__Metin Bloğu__
····················

Tecride karşı mücadelede kararlılılar

  • 09:01 7 Temmuz 2023
  • Güncel
Elfazi Toral
 
İSTANBUL - PKK Lideri Abdullah Öcalan’a yönelik tecridin tüm cezaevleri ve topluma yayıldığını belirten hak savunucuları ve tutsak yakınları tecridin son bulması ile toplumun nefes alacağını belirterek, mücadele vurgusu yaptı.  
 
Türkiye ve Kurdistan cezaevlerinde binlerce tutsak, ağır hastalıklarına rağmen tedavi hakları engelleniyor ve tahliye edilmiyor. “Cezası” biten tutsakların tahliye edilememesi ve infaz yakma politikalarıyla birlikte hak ihlallerin sayısı da her geçen gün daha çok artıyor. Cezaevlerindeki siyasi tutsaklar üzerinde uygulanan en temel politika ise tecrit. İmralı’da tutulan PKK Lideri Abdullah Öcalan’a uygulanan ağırlaştırılmış tecrit politikası ve “incommunicado” yani mutlak iletişimsizlik hali, tüm cezaevlerine sirayet ediyor. 15 Şubat 1999 tarihinde uluslararası komplo ile Türkiye’ye getirilen ve o zamandan beridir de İmralı Adası’nda ağırlaştırılmış tecrit altında tutulan PKK Lideri’nden haber alınamama hali 27’nci ayını doldurdu.

····················

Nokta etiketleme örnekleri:
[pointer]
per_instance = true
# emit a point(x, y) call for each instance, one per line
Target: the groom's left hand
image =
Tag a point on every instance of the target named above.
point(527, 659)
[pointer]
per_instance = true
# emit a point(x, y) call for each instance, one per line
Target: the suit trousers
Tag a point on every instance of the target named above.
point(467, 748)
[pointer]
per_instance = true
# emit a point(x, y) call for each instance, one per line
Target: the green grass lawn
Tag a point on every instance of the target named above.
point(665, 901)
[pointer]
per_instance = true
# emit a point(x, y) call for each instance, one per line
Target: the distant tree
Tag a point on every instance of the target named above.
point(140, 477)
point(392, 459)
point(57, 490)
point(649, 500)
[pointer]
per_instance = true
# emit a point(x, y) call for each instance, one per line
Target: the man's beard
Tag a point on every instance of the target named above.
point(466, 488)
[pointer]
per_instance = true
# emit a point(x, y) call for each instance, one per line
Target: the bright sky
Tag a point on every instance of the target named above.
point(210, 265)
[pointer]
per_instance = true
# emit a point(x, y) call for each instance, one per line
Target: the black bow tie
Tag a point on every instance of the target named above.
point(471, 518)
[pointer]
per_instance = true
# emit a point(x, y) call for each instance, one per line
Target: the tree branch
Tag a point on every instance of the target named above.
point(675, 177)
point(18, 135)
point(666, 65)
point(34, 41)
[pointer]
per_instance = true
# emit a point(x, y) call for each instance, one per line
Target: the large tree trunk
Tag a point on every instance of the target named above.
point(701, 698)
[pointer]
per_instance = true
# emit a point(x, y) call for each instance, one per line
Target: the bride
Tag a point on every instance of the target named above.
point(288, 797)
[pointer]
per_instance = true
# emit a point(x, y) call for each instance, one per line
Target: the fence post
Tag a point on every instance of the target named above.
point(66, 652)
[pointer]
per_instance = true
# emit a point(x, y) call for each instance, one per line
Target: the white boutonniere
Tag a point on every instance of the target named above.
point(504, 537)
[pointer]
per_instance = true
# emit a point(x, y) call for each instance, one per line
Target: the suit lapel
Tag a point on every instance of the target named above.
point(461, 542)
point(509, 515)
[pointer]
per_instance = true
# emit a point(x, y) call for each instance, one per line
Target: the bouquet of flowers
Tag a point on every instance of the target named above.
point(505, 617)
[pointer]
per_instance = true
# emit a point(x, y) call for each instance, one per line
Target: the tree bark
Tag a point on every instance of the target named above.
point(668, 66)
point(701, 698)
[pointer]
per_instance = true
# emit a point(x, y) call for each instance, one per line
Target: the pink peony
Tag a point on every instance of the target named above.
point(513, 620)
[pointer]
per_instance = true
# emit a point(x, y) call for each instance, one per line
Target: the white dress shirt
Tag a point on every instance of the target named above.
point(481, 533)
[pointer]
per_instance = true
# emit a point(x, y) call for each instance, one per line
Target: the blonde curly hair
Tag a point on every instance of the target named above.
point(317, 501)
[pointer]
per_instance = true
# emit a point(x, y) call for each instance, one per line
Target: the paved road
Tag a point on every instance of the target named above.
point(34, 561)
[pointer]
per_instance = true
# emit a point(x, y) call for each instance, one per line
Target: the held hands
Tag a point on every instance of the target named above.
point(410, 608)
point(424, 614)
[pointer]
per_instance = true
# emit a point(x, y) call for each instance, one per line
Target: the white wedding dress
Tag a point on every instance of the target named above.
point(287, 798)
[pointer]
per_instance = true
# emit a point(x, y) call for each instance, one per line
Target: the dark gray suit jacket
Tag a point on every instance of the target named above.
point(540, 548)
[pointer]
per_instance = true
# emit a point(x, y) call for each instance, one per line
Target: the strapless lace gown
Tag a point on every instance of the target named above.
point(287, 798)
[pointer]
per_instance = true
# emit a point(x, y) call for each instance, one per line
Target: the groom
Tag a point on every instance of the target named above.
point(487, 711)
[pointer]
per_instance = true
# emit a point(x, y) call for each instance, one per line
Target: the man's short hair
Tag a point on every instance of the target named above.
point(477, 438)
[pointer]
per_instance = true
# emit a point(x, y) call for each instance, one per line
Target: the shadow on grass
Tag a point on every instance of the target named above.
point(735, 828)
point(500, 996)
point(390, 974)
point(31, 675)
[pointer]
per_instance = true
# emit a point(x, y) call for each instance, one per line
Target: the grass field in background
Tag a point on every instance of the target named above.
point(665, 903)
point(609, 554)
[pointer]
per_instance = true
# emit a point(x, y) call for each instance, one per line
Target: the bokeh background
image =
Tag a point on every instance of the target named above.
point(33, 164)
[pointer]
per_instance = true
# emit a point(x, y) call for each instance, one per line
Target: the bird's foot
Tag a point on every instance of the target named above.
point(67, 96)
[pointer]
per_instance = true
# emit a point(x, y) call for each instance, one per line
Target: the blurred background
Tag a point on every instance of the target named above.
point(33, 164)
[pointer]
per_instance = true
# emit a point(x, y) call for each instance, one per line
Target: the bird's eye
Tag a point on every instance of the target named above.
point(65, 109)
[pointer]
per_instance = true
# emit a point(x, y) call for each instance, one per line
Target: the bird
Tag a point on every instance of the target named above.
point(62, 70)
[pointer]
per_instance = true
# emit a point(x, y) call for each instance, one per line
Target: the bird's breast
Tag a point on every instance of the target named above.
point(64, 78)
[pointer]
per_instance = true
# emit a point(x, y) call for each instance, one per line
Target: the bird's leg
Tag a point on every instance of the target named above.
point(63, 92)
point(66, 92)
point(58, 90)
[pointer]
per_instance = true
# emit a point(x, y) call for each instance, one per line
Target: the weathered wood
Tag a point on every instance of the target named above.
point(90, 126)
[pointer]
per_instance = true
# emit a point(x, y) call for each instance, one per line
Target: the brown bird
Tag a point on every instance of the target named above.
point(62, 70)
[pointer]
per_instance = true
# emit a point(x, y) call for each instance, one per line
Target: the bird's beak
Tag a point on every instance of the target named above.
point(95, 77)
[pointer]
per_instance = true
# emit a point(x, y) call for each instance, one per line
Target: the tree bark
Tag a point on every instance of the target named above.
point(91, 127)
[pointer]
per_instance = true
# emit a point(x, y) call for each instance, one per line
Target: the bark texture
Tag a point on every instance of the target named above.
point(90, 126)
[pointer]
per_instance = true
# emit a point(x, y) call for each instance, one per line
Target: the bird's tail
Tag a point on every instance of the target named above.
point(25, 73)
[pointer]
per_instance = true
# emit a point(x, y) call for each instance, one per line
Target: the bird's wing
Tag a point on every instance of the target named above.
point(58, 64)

····················

__Yapılacaklar__
(A) Tecrit haberine göre Abdullah Öcalan Türkiye'ye hangi tarihte getirildi?
(B) Tecrit haberini son cümlesinden sonra devam ettirerek yazın.

__Görev Görev Yanıtlar__
(A) 15 Şubat 1999 tarihinde.

(B)
Tecrit son bulana dek…
 
Abdullah Öcalan ile birlikte diğer tutsaklar Ömer Hayri Konar,  Hamili Yıldırım ile Veysi Aktaş’tan da 28 aydır hiçbir haber alınamıyor. Mutlak iletişimsizliğe karşı ise dünyanın dört bir yanından her kesimden binlerce kişi, sayısız girişim ve başvurularda bulunmaya devam ediyor. Halklar, ailesi ve avukatları, PKK Lideri’ne uygulanan tecridin bir an önce son bulması ve fiziki özgürlüğünün sağlanması talebi ve çağrısına karşı mücadeleden vazgeçmemekte ısrarcı.
 
İmralı tecridi, mutlak iletişimsizlik, hasta tutsakların durumu ve infazı yakmalara dair JINNEWS’e konuşan insan hakları savunucuları ile tutsak yakınları, çözüm anahtarının İmralı olduğunun altını çizdi.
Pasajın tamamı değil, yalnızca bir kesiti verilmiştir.